■ What you need to do ■
Continue the article on court guidance about AI use in legal work from the point where it stops, after the protocol step on checking jurisdiction and currency.

■ Provided text ■
※
Practical distinction: AI may accelerate administrative work, but it must not be treated as an authority database or a substitute for direct legal verification.

Red flags courts will watch for

The guidance lists practical indicators that a submission may be AI-generated or unreliable. Judicial scrutiny is likely where there are signals that the material has not been checked properly.

Unfamiliar or US-style citations
American spellings or terminology
Polished but substantively incorrect analysis
Phrases such as “as an AI language model”
White text or hidden prompts in documents
Suspicious digital media, including deepfakes

Why this landed now: the Ayinde warning

Earlier this year, the Divisional Court addressed AI misuse directly. In R (Ayinde) v London Borough of Haringey and the linked Al-Haroun v QNB case, the court considered an application for wasted costs after lawyers relied on multiple fake authorities that could not be produced when requested.

The court’s message was unequivocal: those who use AI must check accuracy against authoritative sources before advising clients or submitting material to the court.

Professional risk: fake authorities, invented citations and unverified propositions are not drafting errors. They may mislead the court and create serious professional and costs consequences.

What this means in practice

For judges and judicial staff

  • Use only secure work devices.
  • Obtain HMCTS service manager approval where required.
  • If AI may have been used by parties, ask what checks were performed.
  • Ensure the judge still reads the primary material.

For legal representatives

  • Adopt a source-first workflow.
  • Retrace every legal proposition to an authoritative source.
  • Never paste client-confidential content into public tools.
  • Be prepared to explain verification if asked.

For litigants in person

  • Use AI only to help summarise or organise.
  • Do not rely on AI for legal research or legal analysis.
  • Check every legal point against official sources.
  • Be ready to explain what checks were performed.

A minimal court-ready verification protocol

This protocol aligns with the guidance’s accuracy and accountability standards and does not create a new disclosure burden.

Identify the claim

State the legal proposition precisely, for example: “X is the test for strike-out.”

Find the source

Use primary legislation or a named judgment from an authoritative database.

Match the wording

Check whether the source actually says what the draft says it says.

Check jurisdiction and currency

Confirm that the authority is current and applicable to the relevant jurisdiction.
※
■ Data records ■
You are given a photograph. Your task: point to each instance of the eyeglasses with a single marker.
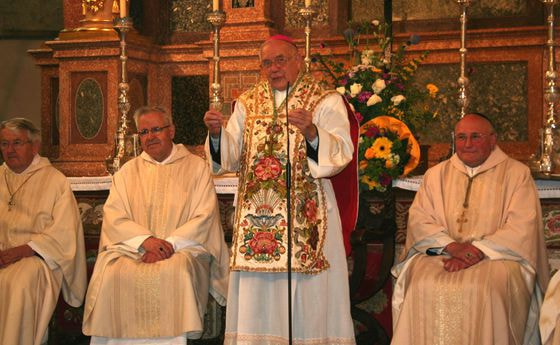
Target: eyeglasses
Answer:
(279, 61)
(153, 130)
(475, 137)
(16, 144)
※
■ Output of the exercise ■
Record the citation

Record the neutral citation and pinpoint reference. If any step fails, do not submit the point.

What to implement this week

Written AI policy

  • Define permitted uses such as administration and summarisation.
  • Define prohibited uses such as unverified research and analysis.
  • Include breach and data incident reporting routes.

Citation gate

  • No filing unless every legal point has a verified primary source.
  • Retain an audit trail of verification.
  • Check citations before advice or filing.

Red-flag training

  • Train teams to spot US citations and terminology.
  • Watch for polished but wrong analysis.
  • Check for hidden text artefacts.

Device controls

  • Block unnecessary app permissions.
  • Default to history-off where possible.
  • Isolate public AI tools from client data.

The line the guidance draws

The judiciary’s position is pragmatic: AI may speed up administrative work, but it must never dilute human responsibility or the integrity of proceedings.

There is no general duty to disclose that AI was used. But there is an absolute duty to ensure that what reaches the court is accurate, appropriate and secure.

If in doubt: read the source, cite the source, and stand behind it.

Primary documents

  • Courts and Tribunals Judiciary, Artificial Intelligence (AI) – Judicial Guidance, October 2025.
  • Divisional Court discussion of AI misuse: R (Ayinde) v London Borough of Haringey; Al-Haroun v QNB.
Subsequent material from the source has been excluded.